Work to be completed
How many lines in the material below contain the string "handle"? Case counts. Reply with the number alone.

**** Records supplied

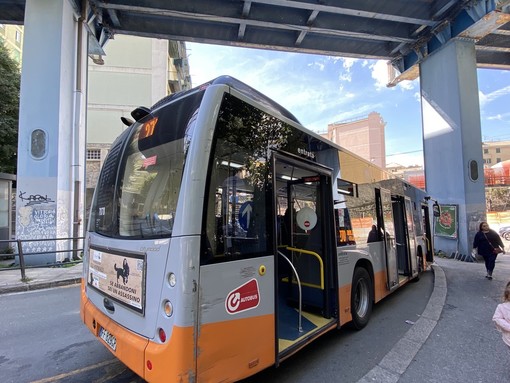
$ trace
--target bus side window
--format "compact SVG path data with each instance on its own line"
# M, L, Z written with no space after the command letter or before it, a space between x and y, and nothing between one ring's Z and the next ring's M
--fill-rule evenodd
M355 245L351 219L346 208L335 209L336 244L337 246Z

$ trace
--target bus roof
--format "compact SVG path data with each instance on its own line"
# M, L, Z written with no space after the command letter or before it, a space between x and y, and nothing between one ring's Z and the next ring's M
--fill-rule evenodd
M299 120L292 113L290 113L287 109L285 109L283 106L281 106L277 102L271 100L269 97L263 95L259 91L253 89L249 85L247 85L247 84L243 83L242 81L239 81L231 76L219 76L219 77L216 77L215 79L210 80L202 85L196 86L193 89L173 93L169 96L166 96L163 99L161 99L160 101L158 101L157 103L155 103L151 107L151 111L159 108L163 104L166 104L166 103L168 103L172 100L175 100L177 98L181 98L189 93L194 93L194 92L200 91L202 89L205 89L210 85L227 85L228 87L235 89L236 91L245 95L246 97L253 99L253 100L265 105L274 114L281 115L281 116L301 125Z

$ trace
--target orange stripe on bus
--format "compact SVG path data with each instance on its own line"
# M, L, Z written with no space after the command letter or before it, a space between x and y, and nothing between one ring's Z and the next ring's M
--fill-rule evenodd
M148 382L195 382L194 350L193 327L174 326L168 342L147 345L144 379ZM151 362L151 370L147 368L147 361Z
M231 382L275 363L275 318L205 324L198 341L198 382Z

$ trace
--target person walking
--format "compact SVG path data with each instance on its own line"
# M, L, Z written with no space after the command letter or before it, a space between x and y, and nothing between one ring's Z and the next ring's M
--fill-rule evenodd
M496 265L496 257L499 253L505 252L505 246L499 234L492 230L487 222L480 223L479 230L473 240L473 249L476 249L485 260L485 268L487 269L485 278L491 280Z
M510 348L510 282L506 284L503 302L496 307L492 321L501 332L503 342Z

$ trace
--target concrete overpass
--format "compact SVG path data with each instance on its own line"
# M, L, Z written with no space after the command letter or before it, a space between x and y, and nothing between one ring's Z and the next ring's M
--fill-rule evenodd
M509 13L510 0L0 0L0 23L25 25L17 235L83 232L87 55L135 34L388 60L390 86L420 76L427 187L459 205L458 243L438 247L467 253L485 217L476 68L510 68Z

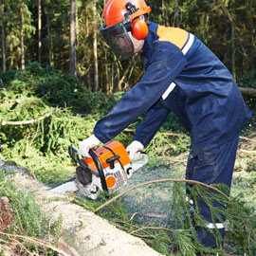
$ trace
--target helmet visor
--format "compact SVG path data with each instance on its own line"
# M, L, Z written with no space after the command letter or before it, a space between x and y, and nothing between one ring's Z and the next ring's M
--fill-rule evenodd
M134 54L134 45L127 32L126 26L127 24L120 22L111 27L103 25L100 27L106 43L120 61L128 60Z

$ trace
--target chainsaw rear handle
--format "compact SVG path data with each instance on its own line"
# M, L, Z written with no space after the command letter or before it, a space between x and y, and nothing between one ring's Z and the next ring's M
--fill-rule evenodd
M147 153L141 152L141 155L142 155L142 157L140 159L131 163L132 168L135 172L137 171L138 169L140 169L141 167L143 167L149 161Z
M85 162L83 159L81 159L81 158L79 157L78 151L77 151L75 148L73 148L72 146L69 146L69 147L68 147L68 154L69 154L70 157L71 157L75 162L77 162L81 168L86 170L87 172L89 172L89 173L95 174L95 175L98 176L98 177L100 176L100 173L91 170L91 169L88 167L88 165L86 164L86 162Z
M107 185L106 185L106 180L105 180L105 175L104 175L104 172L102 170L102 167L101 165L101 162L97 156L97 155L94 153L94 151L92 149L89 150L89 155L91 155L93 161L95 162L95 165L97 167L97 170L98 170L98 173L91 170L88 165L86 164L86 162L83 160L83 159L81 159L79 157L79 154L78 154L78 151L73 148L72 146L69 146L68 147L68 154L70 155L70 157L76 161L82 169L88 171L89 173L97 175L97 176L100 176L101 178L101 185L102 185L102 189L104 191L108 191L107 190Z
M107 189L107 185L106 185L105 174L104 174L104 172L103 172L102 167L101 165L101 162L100 162L97 155L94 153L94 151L92 149L89 150L89 155L92 156L92 159L94 160L95 165L96 165L96 167L98 169L100 178L101 178L101 185L102 185L102 189L107 192L108 189Z

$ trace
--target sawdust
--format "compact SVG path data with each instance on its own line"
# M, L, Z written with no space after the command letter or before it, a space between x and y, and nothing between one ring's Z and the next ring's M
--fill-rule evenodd
M13 219L13 210L9 207L9 201L7 196L0 198L0 231L5 232ZM1 238L1 234L0 234Z

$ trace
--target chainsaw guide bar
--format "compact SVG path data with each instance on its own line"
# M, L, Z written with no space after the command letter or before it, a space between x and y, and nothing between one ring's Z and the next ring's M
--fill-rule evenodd
M79 165L75 177L55 186L55 192L76 192L79 195L97 199L101 191L112 193L126 185L133 172L148 163L148 155L141 154L142 159L131 163L124 146L117 140L90 150L91 157L80 158L72 146L68 147L70 157Z

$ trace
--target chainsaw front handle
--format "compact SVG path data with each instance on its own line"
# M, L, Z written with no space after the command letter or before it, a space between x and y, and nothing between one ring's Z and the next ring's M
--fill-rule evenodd
M141 155L142 157L139 160L131 163L134 172L146 165L149 161L148 155L145 152L141 152Z

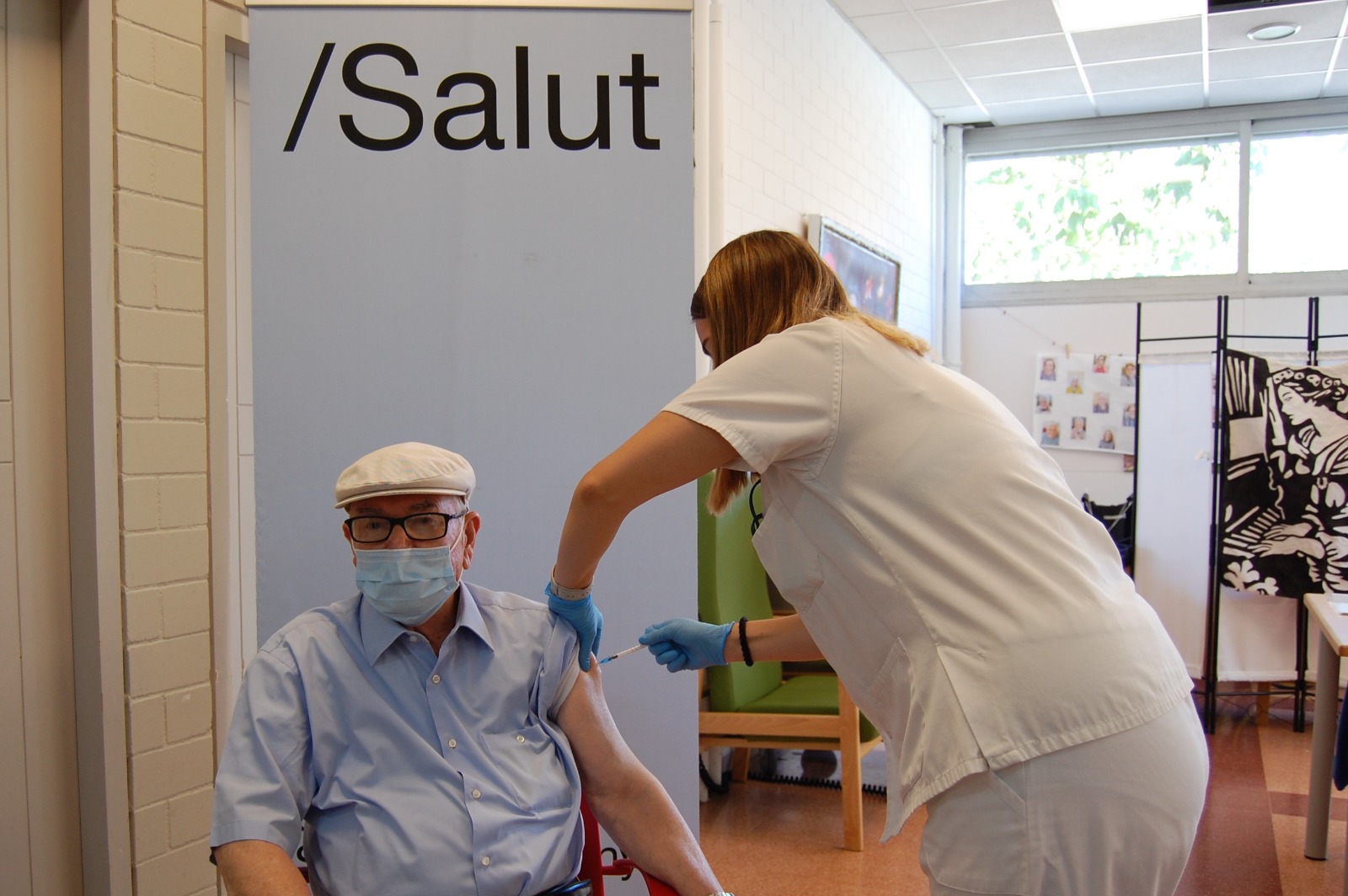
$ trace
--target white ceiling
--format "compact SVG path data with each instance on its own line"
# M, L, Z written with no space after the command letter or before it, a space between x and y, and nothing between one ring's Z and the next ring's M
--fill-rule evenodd
M1348 96L1348 0L1070 32L1055 0L833 1L952 124ZM1268 43L1246 36L1271 22L1301 31Z

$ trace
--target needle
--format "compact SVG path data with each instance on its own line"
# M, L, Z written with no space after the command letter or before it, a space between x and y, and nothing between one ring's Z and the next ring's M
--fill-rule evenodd
M616 660L619 656L627 656L628 653L635 653L636 651L642 649L643 647L646 647L646 644L638 644L635 647L628 647L625 651L619 651L619 652L613 653L612 656L605 656L604 659L600 660L600 663L603 664L603 663L607 663L609 660Z

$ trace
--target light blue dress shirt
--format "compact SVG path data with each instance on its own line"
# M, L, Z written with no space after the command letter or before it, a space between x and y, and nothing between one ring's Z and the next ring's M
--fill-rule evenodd
M315 893L528 896L580 869L580 775L555 714L576 633L472 585L437 656L359 596L298 616L244 674L210 845L294 854Z

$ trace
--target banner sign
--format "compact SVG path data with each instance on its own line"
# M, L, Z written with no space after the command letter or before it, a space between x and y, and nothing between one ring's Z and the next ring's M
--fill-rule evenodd
M576 482L694 379L689 13L255 7L249 31L259 637L355 593L333 482L403 441L476 468L468 581L541 598ZM694 500L624 525L603 648L696 614ZM628 663L613 714L696 821L694 678Z

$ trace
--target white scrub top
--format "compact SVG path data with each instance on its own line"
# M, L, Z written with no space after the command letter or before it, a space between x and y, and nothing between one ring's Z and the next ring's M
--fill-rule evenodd
M770 335L665 410L762 474L763 566L884 736L884 838L967 775L1127 730L1193 689L1024 427L865 323Z

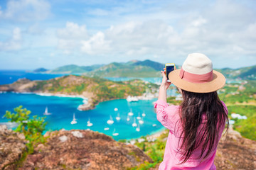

********

Worked answer
2